**Problem details**
Retype the entries exactly, but skip the pictures.

**Records for this exercise**
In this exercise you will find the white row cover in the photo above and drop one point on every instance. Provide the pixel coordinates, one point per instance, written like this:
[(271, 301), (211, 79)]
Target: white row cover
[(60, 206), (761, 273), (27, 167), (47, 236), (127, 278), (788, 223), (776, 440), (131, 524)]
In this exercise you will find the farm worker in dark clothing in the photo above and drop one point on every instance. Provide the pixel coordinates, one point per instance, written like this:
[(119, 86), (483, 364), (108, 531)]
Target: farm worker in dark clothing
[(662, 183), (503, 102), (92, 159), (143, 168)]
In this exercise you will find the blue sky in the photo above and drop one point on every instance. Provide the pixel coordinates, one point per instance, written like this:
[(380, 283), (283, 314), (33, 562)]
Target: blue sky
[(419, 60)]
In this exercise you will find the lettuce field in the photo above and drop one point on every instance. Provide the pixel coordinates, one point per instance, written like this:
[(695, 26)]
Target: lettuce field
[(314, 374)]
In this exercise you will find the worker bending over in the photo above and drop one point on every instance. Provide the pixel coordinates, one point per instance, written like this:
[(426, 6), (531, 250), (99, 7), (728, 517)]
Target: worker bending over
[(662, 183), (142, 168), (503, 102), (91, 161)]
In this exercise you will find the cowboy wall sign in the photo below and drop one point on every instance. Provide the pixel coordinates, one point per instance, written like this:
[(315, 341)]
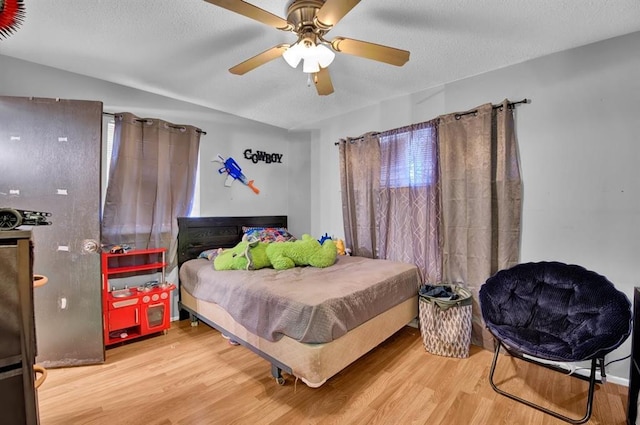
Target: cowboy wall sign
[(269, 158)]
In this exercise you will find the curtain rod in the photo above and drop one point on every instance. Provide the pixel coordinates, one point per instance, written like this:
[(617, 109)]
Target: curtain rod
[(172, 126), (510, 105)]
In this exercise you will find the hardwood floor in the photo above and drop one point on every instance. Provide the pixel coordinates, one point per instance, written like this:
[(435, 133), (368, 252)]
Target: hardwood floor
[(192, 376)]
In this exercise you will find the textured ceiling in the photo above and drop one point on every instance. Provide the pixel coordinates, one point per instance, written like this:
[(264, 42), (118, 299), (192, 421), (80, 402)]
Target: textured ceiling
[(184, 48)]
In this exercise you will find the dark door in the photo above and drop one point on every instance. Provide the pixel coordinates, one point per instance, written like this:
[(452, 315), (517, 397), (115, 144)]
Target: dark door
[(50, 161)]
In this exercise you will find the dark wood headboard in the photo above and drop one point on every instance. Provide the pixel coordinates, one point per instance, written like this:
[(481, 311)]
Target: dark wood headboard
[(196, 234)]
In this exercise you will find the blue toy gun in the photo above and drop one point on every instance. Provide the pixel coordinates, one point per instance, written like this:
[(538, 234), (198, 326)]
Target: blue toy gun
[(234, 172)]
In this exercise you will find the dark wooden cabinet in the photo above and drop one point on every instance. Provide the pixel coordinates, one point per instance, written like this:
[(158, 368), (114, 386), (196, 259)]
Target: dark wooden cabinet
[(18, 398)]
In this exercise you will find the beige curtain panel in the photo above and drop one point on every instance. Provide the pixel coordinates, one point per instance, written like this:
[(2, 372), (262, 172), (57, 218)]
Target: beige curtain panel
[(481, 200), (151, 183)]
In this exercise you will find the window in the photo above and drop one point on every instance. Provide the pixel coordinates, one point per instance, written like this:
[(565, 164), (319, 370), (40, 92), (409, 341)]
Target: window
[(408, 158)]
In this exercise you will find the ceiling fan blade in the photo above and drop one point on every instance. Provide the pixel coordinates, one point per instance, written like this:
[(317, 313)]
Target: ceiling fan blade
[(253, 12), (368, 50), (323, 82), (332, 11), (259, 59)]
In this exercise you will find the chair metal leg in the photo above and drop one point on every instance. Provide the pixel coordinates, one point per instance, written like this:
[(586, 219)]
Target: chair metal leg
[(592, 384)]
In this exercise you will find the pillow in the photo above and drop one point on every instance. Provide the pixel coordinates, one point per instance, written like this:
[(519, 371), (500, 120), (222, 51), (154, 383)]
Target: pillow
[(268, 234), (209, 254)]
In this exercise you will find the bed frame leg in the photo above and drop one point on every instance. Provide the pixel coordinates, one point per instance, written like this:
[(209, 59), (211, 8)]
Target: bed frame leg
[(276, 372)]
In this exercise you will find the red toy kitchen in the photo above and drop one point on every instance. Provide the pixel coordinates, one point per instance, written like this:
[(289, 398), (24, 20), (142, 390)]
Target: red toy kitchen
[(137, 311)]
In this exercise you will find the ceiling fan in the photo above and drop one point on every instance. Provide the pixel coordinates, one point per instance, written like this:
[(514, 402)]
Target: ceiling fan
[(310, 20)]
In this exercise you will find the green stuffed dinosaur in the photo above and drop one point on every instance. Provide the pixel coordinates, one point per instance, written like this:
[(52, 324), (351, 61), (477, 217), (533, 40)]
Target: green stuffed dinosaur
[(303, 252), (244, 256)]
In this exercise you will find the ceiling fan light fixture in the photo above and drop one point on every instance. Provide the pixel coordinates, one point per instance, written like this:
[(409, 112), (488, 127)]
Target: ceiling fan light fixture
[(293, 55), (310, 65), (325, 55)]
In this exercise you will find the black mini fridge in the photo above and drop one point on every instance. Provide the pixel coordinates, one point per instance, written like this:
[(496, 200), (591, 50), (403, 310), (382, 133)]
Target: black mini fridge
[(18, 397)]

**Answer**
In this exercise you will find the white row cover in the photo above and drop one point on every instance. Provide the pixel coordinates, one point per instance, written like this:
[(271, 301), (211, 79)]
Target: white row cover
[(60, 206), (761, 273), (27, 167), (47, 236), (127, 278), (788, 223), (776, 440), (131, 524)]
In this exercise you will find the farm worker in dark clothing in the photo above and drop one point on every instance. Provide the pixel coordinates, one point per instance, written like this:
[(119, 86), (483, 364), (108, 531)]
Target: farm worker in dark clothing
[(662, 183), (503, 102), (92, 159), (143, 168)]
In this exercise you will find the blue sky in the photo above and drop one point on every instance. Provide the pixel coordinates, one point per instance, written like this:
[(380, 283), (283, 314), (33, 562)]
Target: blue sky
[(419, 60)]
In this exercise you will find the lettuce field in the photo above and drop one point on every instance. Provide the pixel coordinates, one point per instance, written like this:
[(695, 26)]
Target: lettuce field
[(314, 374)]
In this exercise you will find the worker bending over in the photo above and drop one point on every instance. Provide the pixel coordinates, one point per instance, written like this:
[(426, 6), (531, 250), (99, 7), (728, 517)]
Target: worker bending over
[(662, 183), (142, 168), (503, 102), (91, 161)]
In this exercise you will find the cowboy wall sign in the photo below and drop one point on every instance. Provide the pixel coordinates, one point per instance, written like this:
[(315, 341)]
Target: cowboy wall sign
[(269, 158)]
In this exercise you will find the curtain rod in the photo above and drop one point on every instance. Provide the pixel coordinates, one point per instance, written like this:
[(617, 109)]
Target: curtain rod
[(172, 126), (510, 105)]
In this exercise you will find the hardwood floor in the photo above and drop one point on every instance. Provide the pixel coordinates, one point per instance, written like this:
[(435, 133), (368, 252)]
Target: hardwood floor
[(192, 376)]
In this exercise you will find the textured ceiling in the photo above and drop one point on every instance. Provide the pixel coordinates, one point per instance, written like this:
[(264, 42), (118, 299), (192, 421), (80, 402)]
Target: textured ceiling
[(184, 48)]
In this exercise you will find the dark door in the photo above and drop one point on every instance. Provide the pixel coordinates, one point per instance, written like this:
[(452, 315), (517, 397), (115, 144)]
Target: dark door
[(50, 161)]
In this exercise you will find the dark wood headboard in the photo above and drop one point on every instance. Provide the pixel coordinates, one point per instance, written like this:
[(481, 311)]
Target: dark wood headboard
[(196, 234)]
In this exercise you will find the blue toy gun in the photo above and drop one point on every instance. Provide the pixel coordinates, one point per instance, written like this:
[(538, 234), (198, 326)]
Target: blue toy gun
[(234, 172)]
In this exercise you will find the dark wooden cabinet in the photo above and drop one point on every instance. Provide the pixel coordinates, one point per instance, written like this:
[(158, 368), (114, 386), (196, 259)]
Target: dark wooden cabinet
[(18, 398)]
In this exercise you will find the beige curtain panel in the photo above and drop one point on every instance. Provide the pixel coordinates, one point per instance, written like this:
[(2, 372), (262, 172), (57, 218)]
Target: beige curtain panel
[(481, 200), (151, 183)]
In this exercise you will find the window in the photo above and drop one point on every instance. Provide the pixel coordinates, one point per instance, written like this:
[(565, 164), (319, 370), (40, 92), (409, 341)]
Target: window
[(408, 158)]
In this exercise you will find the ceiling fan blade in the photo above and drop one point on every instance. Provide the pixel coordinates, one point per instance, written like this:
[(317, 313)]
Target: ceiling fan blade
[(253, 12), (368, 50), (323, 82), (332, 11), (259, 59)]
In this exercise you will find the chair metal leg in the photo above and drop one point on every instance. Provide the pixel coordinates, one point per instance, written like this:
[(586, 219)]
Target: chair metal leg
[(592, 384)]
In this exercise you will find the pillow in the photo above and drop one point on every instance. Provide the pixel coordinates, one point per instance, written like this:
[(519, 371), (500, 120), (222, 51), (154, 383)]
Target: pillow
[(268, 234), (209, 254)]
In this exercise you will find the bed frame leg in the photo above and drop one point on every instance. Provide the pixel coordinates, one point per instance, written like this:
[(209, 59), (211, 8)]
Target: bed frame leg
[(276, 372)]
In this exercise you will find the red toy kitchen in the photo above and drop one point on every instance. Provide the pixel coordinates, one point per instance, written like this:
[(289, 398), (24, 20), (142, 390)]
Target: red toy kitchen
[(137, 311)]
In this exercise you will find the ceiling fan in the photo above and drop one point on every instance. Provide the pixel coordinates, one point per instance, written like this:
[(514, 402)]
Target: ceiling fan
[(310, 20)]
In this exercise you will find the green stuffed dinosaur in the photo above and drop one point on every instance. Provide the pixel coordinates, one point per instance, written like this:
[(52, 324), (351, 61), (477, 217), (533, 40)]
Target: green stuffed dinosaur
[(303, 252), (244, 256)]
In this exercise you will find the ceiling fan light fixture in the photo above and drop one point on every instance. Provide the pixel coordinates, one point per instance, written like this:
[(409, 112), (488, 127)]
Target: ceiling fan light fixture
[(293, 55), (310, 65), (325, 55)]
In this exercise you will find the black mini fridge in the photo above and drop one point on every instance. Provide the pixel coordinates, one point per instance, written like this:
[(496, 200), (591, 50), (403, 310), (382, 133)]
Target: black mini fridge
[(18, 397)]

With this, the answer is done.